--- START ---
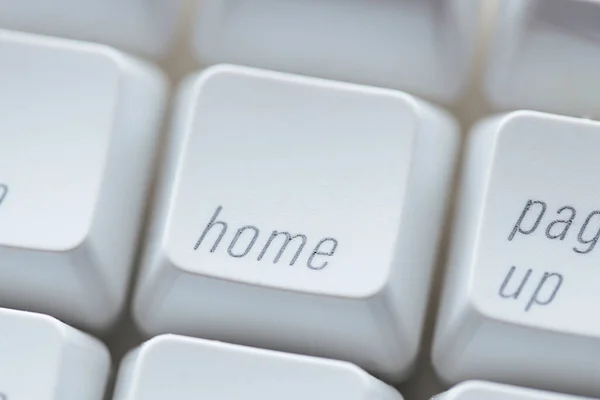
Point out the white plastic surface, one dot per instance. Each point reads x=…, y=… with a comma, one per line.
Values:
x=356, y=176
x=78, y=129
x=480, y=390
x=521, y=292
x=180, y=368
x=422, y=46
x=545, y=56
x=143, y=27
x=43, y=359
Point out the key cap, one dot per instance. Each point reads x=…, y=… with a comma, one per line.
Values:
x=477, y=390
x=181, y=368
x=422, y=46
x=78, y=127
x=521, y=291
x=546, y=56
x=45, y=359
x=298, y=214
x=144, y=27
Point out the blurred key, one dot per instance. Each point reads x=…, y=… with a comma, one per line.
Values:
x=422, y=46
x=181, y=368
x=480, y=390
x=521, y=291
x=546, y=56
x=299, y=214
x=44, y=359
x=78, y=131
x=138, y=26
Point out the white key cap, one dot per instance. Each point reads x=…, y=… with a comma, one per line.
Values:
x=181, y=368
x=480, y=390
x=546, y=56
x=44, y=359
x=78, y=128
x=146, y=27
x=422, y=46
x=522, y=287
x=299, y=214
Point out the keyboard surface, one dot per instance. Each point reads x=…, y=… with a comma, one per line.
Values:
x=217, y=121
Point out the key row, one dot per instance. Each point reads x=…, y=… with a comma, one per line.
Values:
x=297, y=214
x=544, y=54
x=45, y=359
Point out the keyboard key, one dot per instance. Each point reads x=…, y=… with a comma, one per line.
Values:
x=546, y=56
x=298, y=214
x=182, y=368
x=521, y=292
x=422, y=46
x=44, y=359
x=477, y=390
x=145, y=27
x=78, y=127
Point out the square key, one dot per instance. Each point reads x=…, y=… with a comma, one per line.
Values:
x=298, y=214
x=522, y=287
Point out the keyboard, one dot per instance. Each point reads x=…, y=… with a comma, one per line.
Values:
--- END ---
## Exercise directions:
Copy every line of the data word for word, omitting the images.

## Reply to the task:
Point out the white plastic surface, one dot per instance. Each point reads x=…, y=… with a comma, one per line.
Values:
x=356, y=176
x=78, y=129
x=480, y=390
x=521, y=292
x=180, y=368
x=422, y=46
x=545, y=56
x=143, y=27
x=43, y=359
Point out the key cap, one dot per instance. Each point reads x=…, y=… with a comma, one per line.
Values:
x=477, y=390
x=181, y=368
x=422, y=46
x=78, y=127
x=521, y=291
x=546, y=56
x=45, y=359
x=298, y=214
x=144, y=27
Point out the blurred key, one dot per instance. Each point reads x=…, y=… with a comma, one per line.
Values:
x=422, y=46
x=181, y=368
x=480, y=390
x=521, y=291
x=546, y=56
x=299, y=214
x=44, y=359
x=78, y=131
x=138, y=26
Point out the white key cap, one dot per instance. Each point reads x=…, y=… with a comma, one per line.
Values:
x=181, y=368
x=480, y=390
x=546, y=56
x=44, y=359
x=78, y=128
x=146, y=27
x=422, y=46
x=522, y=287
x=299, y=214
Point out the keyboard surface, one dot per instance. Each point reads x=…, y=… with a comma, one per line.
Values:
x=217, y=121
Point out the key row, one dot per instance. Each point reads x=…, y=… with a comma, one per line.
Values:
x=297, y=214
x=544, y=54
x=45, y=359
Point out the keyboard key, one dot per instance. Each point reads x=…, y=… with a comma, one per line.
Values:
x=546, y=56
x=298, y=214
x=182, y=368
x=521, y=292
x=422, y=46
x=44, y=359
x=477, y=390
x=145, y=27
x=78, y=127
Point out the square key, one dot per instance. Each point reads x=…, y=… with a comma, one per line.
Values:
x=298, y=214
x=522, y=287
Point out the keyboard, one dot per instance. Each point reads x=…, y=… with a comma, one per line.
Values:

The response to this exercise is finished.